- _Selected extract_:
▬▬▬▬▬▬

November 01, 2006

Whither the USA after November 8?

Like millions of other Americans, I anxiously await the outcome of the elections on November 8, in the sense that one might anxiously await the successful deployment of a parachute after jumping from a plane 20,000 feet in the air. I would not say that absolutely everything hinges on displacing the Republican machine in this election, but if we don't...splat.

The United States has slowly but surely descended into gangsterism at the highest levels of government, a horror-filled development that even our overheated political discourse cannot bring itself to acknowledge openly. Once the Republican Congress decided to countenance flagrant violations of the law, to permit the commission of felonies by the Executive Branch without so much as a harsh word of protest, we lost our Constitutional form of government. I don't see how anyone can deny that. A right-wing polemicist might argue with a straight face that authoritarian rule in an unconstitutional manner is necessary because of external or internal threats to the security of the United States, but this is very different from arguing that the extra-legal actions of the Bush Administration comply with the spirit, letter or literal meaning of many federal statutes and constitutional provisions. And it must then be admitted that the United States has become not so different from the Soviet Union which Reagan called the Evil Empire. To preserve our existence, we have forfeited our freedoms and our adherence to the rule of law.

▬▬▬▬▬▬

Records taken from a data source:
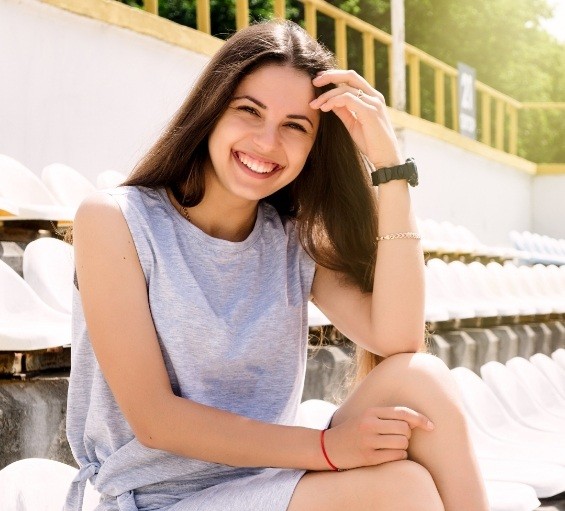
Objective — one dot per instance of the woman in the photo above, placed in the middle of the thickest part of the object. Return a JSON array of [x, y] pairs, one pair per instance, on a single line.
[[190, 319]]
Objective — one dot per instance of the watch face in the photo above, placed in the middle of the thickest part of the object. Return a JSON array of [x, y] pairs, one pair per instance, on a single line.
[[406, 171]]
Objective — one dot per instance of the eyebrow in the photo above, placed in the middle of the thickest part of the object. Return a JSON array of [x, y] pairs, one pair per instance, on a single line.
[[264, 107]]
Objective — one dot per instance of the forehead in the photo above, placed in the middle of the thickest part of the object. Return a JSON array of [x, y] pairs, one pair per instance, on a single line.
[[278, 84]]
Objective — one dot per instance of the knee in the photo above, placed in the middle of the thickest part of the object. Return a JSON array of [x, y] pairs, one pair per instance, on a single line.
[[422, 376], [412, 488]]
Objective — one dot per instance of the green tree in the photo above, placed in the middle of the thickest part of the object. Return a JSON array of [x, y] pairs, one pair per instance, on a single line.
[[502, 39]]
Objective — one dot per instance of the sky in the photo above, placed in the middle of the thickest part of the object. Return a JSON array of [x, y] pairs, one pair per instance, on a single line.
[[556, 26]]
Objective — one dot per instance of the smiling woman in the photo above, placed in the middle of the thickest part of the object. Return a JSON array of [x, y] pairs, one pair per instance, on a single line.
[[190, 311]]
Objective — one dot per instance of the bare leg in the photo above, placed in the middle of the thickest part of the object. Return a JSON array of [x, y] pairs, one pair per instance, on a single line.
[[395, 486], [422, 382]]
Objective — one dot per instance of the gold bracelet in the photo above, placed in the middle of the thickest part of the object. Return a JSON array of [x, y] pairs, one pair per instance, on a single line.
[[400, 235]]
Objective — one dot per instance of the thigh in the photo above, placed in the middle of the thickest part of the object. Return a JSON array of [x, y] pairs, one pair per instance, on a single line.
[[416, 380], [398, 485]]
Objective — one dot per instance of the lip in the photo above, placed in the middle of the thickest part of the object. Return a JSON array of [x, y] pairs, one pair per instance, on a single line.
[[251, 173]]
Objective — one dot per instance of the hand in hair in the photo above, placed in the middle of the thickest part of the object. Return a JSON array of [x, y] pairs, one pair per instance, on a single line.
[[362, 109], [379, 435]]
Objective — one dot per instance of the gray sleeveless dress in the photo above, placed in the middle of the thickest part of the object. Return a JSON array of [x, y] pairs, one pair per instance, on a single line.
[[231, 319]]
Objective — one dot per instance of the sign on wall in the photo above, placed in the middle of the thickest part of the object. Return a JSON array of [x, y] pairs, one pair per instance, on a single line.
[[467, 101]]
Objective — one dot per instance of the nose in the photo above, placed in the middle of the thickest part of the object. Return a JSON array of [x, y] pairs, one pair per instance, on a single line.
[[267, 137]]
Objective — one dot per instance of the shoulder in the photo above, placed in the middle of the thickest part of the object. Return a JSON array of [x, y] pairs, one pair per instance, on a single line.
[[99, 219]]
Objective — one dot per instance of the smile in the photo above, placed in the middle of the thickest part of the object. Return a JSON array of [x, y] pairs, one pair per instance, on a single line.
[[257, 166]]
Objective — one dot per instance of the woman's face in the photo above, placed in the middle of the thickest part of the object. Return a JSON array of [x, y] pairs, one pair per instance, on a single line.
[[261, 142]]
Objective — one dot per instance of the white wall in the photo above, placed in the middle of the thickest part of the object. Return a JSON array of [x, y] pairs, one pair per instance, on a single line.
[[79, 91], [95, 96], [549, 205], [460, 186]]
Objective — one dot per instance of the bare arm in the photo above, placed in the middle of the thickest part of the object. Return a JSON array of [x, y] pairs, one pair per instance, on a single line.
[[114, 296], [391, 318]]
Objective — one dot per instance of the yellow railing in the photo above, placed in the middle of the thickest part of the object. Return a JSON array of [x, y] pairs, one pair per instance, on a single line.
[[497, 112]]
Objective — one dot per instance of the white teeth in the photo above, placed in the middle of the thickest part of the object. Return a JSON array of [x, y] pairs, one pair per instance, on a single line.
[[256, 166]]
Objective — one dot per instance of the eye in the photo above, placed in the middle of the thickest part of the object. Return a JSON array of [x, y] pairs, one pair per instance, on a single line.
[[296, 126]]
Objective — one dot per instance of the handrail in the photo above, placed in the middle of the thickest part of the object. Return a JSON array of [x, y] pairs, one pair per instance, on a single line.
[[499, 130]]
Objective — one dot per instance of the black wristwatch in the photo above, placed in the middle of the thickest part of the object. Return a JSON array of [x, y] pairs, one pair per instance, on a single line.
[[406, 171]]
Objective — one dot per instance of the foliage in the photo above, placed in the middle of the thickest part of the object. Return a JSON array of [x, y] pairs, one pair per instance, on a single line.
[[502, 39]]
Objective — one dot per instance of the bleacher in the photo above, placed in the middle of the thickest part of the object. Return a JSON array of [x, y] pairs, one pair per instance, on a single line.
[[495, 315]]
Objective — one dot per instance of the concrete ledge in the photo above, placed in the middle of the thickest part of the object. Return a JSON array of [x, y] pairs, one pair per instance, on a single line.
[[33, 411], [32, 420]]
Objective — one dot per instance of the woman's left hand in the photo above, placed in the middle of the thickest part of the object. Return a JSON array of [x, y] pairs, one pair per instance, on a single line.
[[362, 109]]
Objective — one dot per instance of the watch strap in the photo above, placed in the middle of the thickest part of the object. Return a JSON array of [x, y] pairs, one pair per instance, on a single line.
[[406, 171]]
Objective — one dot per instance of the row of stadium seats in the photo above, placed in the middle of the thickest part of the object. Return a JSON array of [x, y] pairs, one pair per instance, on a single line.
[[457, 294], [535, 248], [452, 241], [56, 196], [516, 428], [61, 189]]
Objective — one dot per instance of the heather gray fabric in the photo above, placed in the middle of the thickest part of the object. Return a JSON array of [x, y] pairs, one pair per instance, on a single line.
[[231, 319]]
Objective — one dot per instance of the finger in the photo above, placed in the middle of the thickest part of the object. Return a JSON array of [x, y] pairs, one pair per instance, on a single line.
[[412, 417], [358, 93], [349, 77], [389, 442], [345, 99], [387, 455], [393, 427]]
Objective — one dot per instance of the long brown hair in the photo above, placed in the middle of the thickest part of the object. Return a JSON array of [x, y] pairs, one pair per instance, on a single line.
[[331, 198]]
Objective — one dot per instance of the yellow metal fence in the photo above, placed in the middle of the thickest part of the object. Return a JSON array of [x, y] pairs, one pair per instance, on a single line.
[[498, 113]]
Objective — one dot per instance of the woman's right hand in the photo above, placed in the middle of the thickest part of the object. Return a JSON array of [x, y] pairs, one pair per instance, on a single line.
[[379, 435]]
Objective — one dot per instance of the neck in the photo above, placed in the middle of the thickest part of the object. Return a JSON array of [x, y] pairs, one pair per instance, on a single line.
[[224, 220]]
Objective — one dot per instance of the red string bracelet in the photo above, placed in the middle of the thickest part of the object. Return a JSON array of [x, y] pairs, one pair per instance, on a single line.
[[333, 467]]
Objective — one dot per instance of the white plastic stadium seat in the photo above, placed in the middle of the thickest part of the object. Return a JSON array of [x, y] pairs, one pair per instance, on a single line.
[[316, 317], [29, 197], [546, 479], [315, 413], [109, 179], [559, 357], [504, 496], [513, 394], [554, 372], [67, 185], [512, 439], [539, 386], [48, 267], [36, 484], [26, 322], [440, 291]]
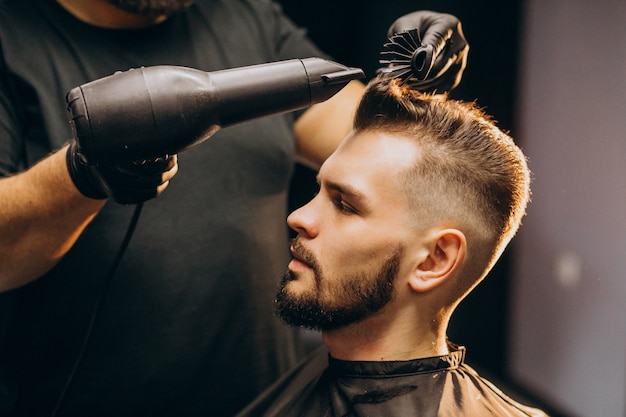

▬▬▬▬▬▬

- _Brief_: Carry on the opinion piece "Whither the USA after November 8?" from the point where it stops, picking up right after its last sentence.

- _Written answer_:
The specific examples of George W. Bush's misprisions have grown to such a long list that they're difficult to summarize. He has illegally wiretapped and intercepted the electronic communications of American citizens without a warrant, a felony and a violation of the Fourth Amendment. He established a systematic program of torture, a felony, a war crime, and a violation of the Eighth Amendment. He incarcerated American citizens without charges, denied them the right to counsel, denied them the right to a speedy trial, and disappeared them, a felony and a violation of the Fifth, Sixth and Eighth Amendments to the Constitution. He has violated his oath of office over and over and over again.

The Republican Congress refused, on all occasions, ever to censure Bush or to reprimand him officially for any of these countless crimes and misprisions of office. Even the high-minded Republican Senators, like Arlen Specter, have voted to deprive "enemy combatants" of the right to habeas corpus in the Military Kangaroo Court Act, while openly acknowledging that the bill they supported with their votes was unconstitutional. In other words, obviously, unrepentantly, cavalierly violating their own oaths of office.

You see, gangsterism is catching. It is a kind of killer virus, and the infected gang members begin to confuse their own opinions, their own attitudes, with the rule of law. Once that happens, they break the law casually and routinely, as we are seeing now, in an accelerating fashion. They think what they want to do is good for the country, and if the law, or the American Constitution, says otherwise, then the law will have to give way. Who is going to tell them anything different?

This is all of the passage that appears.